AIM:
Answer these questions from the article on the Paris summit against online extremism:
(a) On what date will the Paris meeting take place?
(b) How many worshippers were killed in the attacks on the two Christchurch mosques?
(c) What is the name of the pledge that leaders will be asked to commit to?

PASSAGE PROVIDED:

- - -

France and New Zealand launch bid to end violent extremism online

New Zealand and France will bring together global leaders at a Paris summit next month aimed at stopping social media being used to organise and promote terrorism, the countries' leaders announced Wednesday.

France and New Zealand launch bid to end violent extremism online
Photo: Depositphotos
Political leaders and tech company executives have been called to a meeting — to be co-chaired by New Zealand Prime Minister Jacinda Ardern and French 
President Emmanuel Macron — in Paris on May 15.
   
They will be asked to commit to a pledge called the “Christchurch Call” designed to eliminate terrorist and violent extremist content online.
 
Ardern said the March 15 terrorist attacks on two mosques in Christchurch, in which 50 Muslim worshippers were killed, saw social media used “in an unprecedented way as a tool to promote an act of terrorism and hate”. 
   
The mosque attacks were live-streamed on the internet and showed distressing footage of the gunman firing indiscriminately at men, women and children. 
 
Photo: AFP
 
In Paris, the Elysee presidential palace said the meeting would ensure that “new, concrete measures are taken so that what happened in Christchurch does not happen again”.
   
Nearly six weeks after the massacre, social media sites are still struggling to stamp out copies of the gunman's video.
   
“We're calling on the leaders of tech companies to join with us and help achieve our goal of eliminating violent extremism online at the Christchurch Summit in Paris,” Arden said. 
   
The meeting will be held alongside the “Tech for Humanity” meeting of G7 Digital Ministers, and France's separate “Tech for Good” summit also scheduled for May 15.

- - -

RECORD LIST:

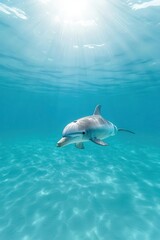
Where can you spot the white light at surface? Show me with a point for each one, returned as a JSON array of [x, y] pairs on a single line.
[[72, 9]]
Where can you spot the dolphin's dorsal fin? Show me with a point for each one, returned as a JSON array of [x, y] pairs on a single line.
[[97, 110]]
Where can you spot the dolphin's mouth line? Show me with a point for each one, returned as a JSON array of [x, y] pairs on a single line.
[[72, 134]]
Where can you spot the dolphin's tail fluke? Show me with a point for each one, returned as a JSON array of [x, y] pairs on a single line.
[[125, 130]]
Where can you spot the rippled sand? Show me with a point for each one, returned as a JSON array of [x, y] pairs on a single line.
[[70, 194]]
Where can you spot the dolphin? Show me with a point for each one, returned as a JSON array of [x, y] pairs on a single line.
[[91, 128]]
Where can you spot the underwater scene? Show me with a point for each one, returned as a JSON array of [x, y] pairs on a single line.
[[80, 120]]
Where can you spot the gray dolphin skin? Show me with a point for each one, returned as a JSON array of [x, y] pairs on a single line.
[[91, 128]]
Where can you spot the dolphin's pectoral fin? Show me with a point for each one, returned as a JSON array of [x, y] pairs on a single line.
[[99, 142], [79, 145]]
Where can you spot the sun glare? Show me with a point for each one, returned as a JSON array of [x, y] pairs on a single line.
[[72, 9]]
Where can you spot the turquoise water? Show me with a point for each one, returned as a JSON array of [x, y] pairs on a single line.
[[57, 62]]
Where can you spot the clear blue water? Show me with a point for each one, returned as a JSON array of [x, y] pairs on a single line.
[[57, 62]]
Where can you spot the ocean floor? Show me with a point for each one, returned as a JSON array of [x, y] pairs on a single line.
[[99, 193]]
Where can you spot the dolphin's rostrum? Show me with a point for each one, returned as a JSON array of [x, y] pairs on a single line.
[[91, 128]]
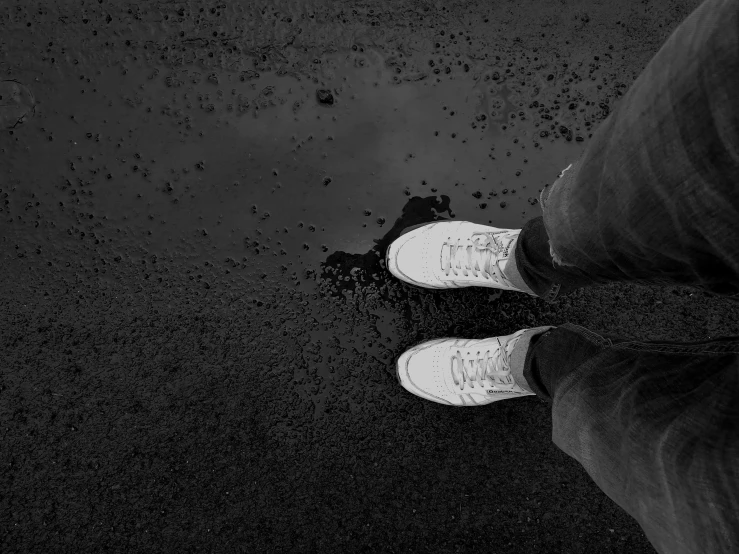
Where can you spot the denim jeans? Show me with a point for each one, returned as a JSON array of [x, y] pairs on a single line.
[[654, 199]]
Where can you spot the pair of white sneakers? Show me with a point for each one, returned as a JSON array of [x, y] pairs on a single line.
[[455, 254]]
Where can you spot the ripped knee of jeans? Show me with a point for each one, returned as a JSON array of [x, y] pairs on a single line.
[[556, 258]]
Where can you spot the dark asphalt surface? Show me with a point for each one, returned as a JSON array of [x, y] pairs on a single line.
[[198, 333]]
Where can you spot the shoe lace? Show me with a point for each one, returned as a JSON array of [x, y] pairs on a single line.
[[473, 255], [493, 367]]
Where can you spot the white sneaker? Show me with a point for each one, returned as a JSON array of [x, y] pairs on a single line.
[[461, 372], [452, 254]]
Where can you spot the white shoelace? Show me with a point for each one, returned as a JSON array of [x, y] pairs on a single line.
[[473, 370], [474, 257]]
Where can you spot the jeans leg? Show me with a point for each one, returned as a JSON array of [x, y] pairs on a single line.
[[655, 425], [654, 198]]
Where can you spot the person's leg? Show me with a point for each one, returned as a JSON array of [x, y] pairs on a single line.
[[654, 198], [655, 424]]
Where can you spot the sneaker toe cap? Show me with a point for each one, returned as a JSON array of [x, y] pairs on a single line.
[[412, 259]]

- - -

RESPONSE BELOW:
(a) May 15
(b) 50
(c) The "Christchurch Call"